**BRIEF:** The complete listing should be restated exactly.

**INPUT RECORDS:**
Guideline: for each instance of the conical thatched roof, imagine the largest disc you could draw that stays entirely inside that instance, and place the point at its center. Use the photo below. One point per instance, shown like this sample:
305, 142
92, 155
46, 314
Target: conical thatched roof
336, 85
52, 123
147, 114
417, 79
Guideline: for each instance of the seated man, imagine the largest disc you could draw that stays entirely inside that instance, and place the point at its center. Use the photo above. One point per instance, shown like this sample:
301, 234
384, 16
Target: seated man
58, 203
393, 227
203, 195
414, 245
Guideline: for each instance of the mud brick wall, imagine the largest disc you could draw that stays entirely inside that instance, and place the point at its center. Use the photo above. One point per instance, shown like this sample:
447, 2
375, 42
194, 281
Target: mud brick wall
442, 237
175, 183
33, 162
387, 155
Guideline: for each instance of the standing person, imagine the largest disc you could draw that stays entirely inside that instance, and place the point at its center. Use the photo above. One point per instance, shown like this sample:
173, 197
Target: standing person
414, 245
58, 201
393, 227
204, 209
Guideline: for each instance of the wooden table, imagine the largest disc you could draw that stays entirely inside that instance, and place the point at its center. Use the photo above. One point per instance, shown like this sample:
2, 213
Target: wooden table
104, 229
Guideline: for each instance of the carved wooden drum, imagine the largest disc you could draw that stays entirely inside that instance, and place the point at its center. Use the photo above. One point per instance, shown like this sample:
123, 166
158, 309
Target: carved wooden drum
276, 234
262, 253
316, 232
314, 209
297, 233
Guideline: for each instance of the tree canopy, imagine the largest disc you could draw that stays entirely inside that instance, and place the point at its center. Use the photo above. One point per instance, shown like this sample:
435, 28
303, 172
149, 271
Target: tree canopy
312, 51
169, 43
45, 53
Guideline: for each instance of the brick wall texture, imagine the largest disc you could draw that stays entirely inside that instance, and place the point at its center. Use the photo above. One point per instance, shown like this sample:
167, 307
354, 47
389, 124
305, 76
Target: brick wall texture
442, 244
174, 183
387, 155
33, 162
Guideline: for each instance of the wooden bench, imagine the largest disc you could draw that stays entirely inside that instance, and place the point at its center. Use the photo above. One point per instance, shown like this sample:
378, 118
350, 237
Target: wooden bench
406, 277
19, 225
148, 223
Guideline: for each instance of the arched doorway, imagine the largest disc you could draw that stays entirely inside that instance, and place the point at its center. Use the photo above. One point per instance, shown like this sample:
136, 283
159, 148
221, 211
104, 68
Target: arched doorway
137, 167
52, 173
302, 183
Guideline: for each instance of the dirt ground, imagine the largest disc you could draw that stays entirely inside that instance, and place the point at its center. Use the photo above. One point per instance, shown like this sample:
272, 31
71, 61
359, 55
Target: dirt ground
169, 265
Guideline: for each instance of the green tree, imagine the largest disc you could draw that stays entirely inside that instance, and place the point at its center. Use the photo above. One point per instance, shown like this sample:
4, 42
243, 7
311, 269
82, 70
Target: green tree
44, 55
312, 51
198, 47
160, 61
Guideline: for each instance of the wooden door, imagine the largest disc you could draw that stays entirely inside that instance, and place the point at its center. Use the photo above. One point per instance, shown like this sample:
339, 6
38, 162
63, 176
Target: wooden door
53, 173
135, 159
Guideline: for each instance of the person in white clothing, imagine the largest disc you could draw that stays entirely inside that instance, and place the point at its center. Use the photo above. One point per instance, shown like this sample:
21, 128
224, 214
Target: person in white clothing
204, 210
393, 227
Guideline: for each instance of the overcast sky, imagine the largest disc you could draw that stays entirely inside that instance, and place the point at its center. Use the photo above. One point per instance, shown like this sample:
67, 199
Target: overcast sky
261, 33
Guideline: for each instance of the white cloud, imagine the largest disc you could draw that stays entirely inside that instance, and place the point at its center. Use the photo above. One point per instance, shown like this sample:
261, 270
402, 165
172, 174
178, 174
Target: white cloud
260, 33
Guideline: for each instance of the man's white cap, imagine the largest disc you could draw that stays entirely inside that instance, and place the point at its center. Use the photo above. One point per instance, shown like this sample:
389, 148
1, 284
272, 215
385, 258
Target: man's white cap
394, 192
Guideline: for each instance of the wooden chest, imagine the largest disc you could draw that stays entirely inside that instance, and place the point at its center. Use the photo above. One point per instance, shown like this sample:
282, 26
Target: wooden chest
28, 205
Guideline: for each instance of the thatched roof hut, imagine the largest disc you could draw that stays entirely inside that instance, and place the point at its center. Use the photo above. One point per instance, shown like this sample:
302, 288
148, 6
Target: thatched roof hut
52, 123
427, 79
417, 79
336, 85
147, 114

**FINAL RESULT:**
Guideline: for each instance of the conical thatched roof, imagine the largest disc you could draw that stays entirely inside that instance, and place the point at its center. Use the photo below. One point per instance, shown like this sample:
305, 142
92, 155
46, 314
Target: conical thatched roof
336, 85
52, 123
147, 114
417, 79
Guideline: for each instance of the seated man, imagine the largest disc you could draw that stays entirely inside that instance, and place the point at its center. Use the photo above. One point per instance, shown like this sample:
301, 234
384, 16
Target: seated man
58, 203
393, 227
203, 195
414, 245
Guideline: for each instance of the mud brick wall, imagine the largest disc you could draw that stays entirely inside that instance, and place the point at its center. Use the photo above. One point per instance, shown like this sample:
447, 2
375, 42
194, 281
Target: mud brick wall
442, 237
175, 183
33, 162
387, 155
Guideline: for each instance of the standing person, imagine the largest disc you could draw that stays entirely inside that instance, and place the point at its center. Use the photo above. One point per instance, shown like this sample:
173, 197
Target: standing person
414, 245
58, 201
393, 227
204, 209
Guideline: for each instance of the wooden table, imagine the largest disc you could draw that stays entirely inside that instance, and place the point at its center. Use the photo above. One point per instance, shown like this sample:
2, 213
Target: wooden table
104, 229
Guideline: for each instance of the carved wooden drum, imagine the largest disc you could draw that stays entirely inside that instance, and place the point at its center. Use the photo above. One point per instance, shown like this sample:
123, 166
158, 309
Target: carved wooden drum
276, 234
262, 253
316, 232
314, 209
297, 233
Guideline: for each instance of the tree canopy, imagine the largest disc you could draw that stays entirely inside that instance, and place the point at its center. Use the photo above. One point per instance, shown like this sample:
435, 28
303, 172
149, 271
Target: tree canopy
312, 51
169, 43
45, 53
Guideline: for each instance of the brick wall texture, imagine the largest disc you could draw that stays entirely inside that instance, and place the point at its center. Use the photo above. One point per instance, shown like this sample:
167, 307
354, 47
389, 124
305, 76
Target: brick wall texture
442, 244
174, 183
387, 155
33, 162
Guideline: for each instance of the wooden bench, imagine the largest disc you could draw that stays entirely inside that instance, and place the point at its center. Use the photo above. One point per instance, shown like this sample:
378, 118
350, 237
Target: wooden bench
406, 277
19, 225
148, 223
Guideline: for each instance of the arched doorway, imagine the largest disc you could draw that stays entirely inside that instance, and place the point at its center. Use the photo above. One point per instance, shown like this sample:
136, 283
159, 148
221, 211
104, 68
Target: arched doorway
137, 167
52, 173
302, 183
Guideline: for each instance of the dirt ground, imagine the largest disc you could draw that stays entirely inside that instance, and place the point at its center. Use the photo above. One point per instance, shown like this sample:
272, 31
71, 61
359, 55
Target: dirt ground
169, 265
Guideline: for each instance of the green tree, imagine the largest disc you could draw that stays entirely inside that instance, and place the point at its center. Use the photo above. One point per instance, shown like this sample:
4, 42
243, 7
311, 269
82, 70
Target: green tree
44, 55
312, 51
198, 47
160, 61
Guideline: for each instance of the wooden door, imagine the largest disc you could draw that stays entirely inside that instance, and place the point at its center. Use the photo above. One point per instance, shown like this sample:
339, 6
38, 162
63, 176
Target: wooden door
53, 173
135, 159
Guideline: for each instance of the person in white clothing, imagine the largest disc you could draw that stays entirely inside that instance, and place the point at its center. Use the photo above. One point per instance, shown like this sample:
21, 128
224, 214
Target: person in white clothing
204, 210
393, 227
Guideline: for each instance of the overcast sky, imagine the largest disc you could draw that stays entirely inside that instance, and place the point at its center. Use the photo above. One point per instance, shown like this sample:
67, 199
Target: overcast sky
261, 33
Guideline: for each instance of the white cloud, imagine the largest disc you could draw that stays entirely inside that instance, and place the point at its center. Use the photo above. One point per instance, shown like this sample:
261, 270
402, 165
172, 174
178, 174
Target: white cloud
260, 33
Guideline: for each instance of the man's white cap, imagine the largest disc you could draw that stays entirely inside that instance, and place the point at its center. Use the photo above. One point per instance, shown like this sample:
389, 148
1, 284
272, 215
385, 258
Target: man's white cap
394, 192
Guideline: for each instance of the wooden chest, imagine the largest disc you could draw that stays entirely inside that instance, and place the point at its center. Use the photo above. One point per instance, shown like this sample:
282, 26
Target: wooden chest
28, 205
Guideline: for each instance of the thatched roof hut, imagine the largest disc you could draw that stays entirely inside that instance, and place the point at its center. Use the photo above. One point per instance, shown like this sample:
302, 288
148, 6
Target: thatched roof hut
52, 123
427, 79
417, 79
336, 85
147, 114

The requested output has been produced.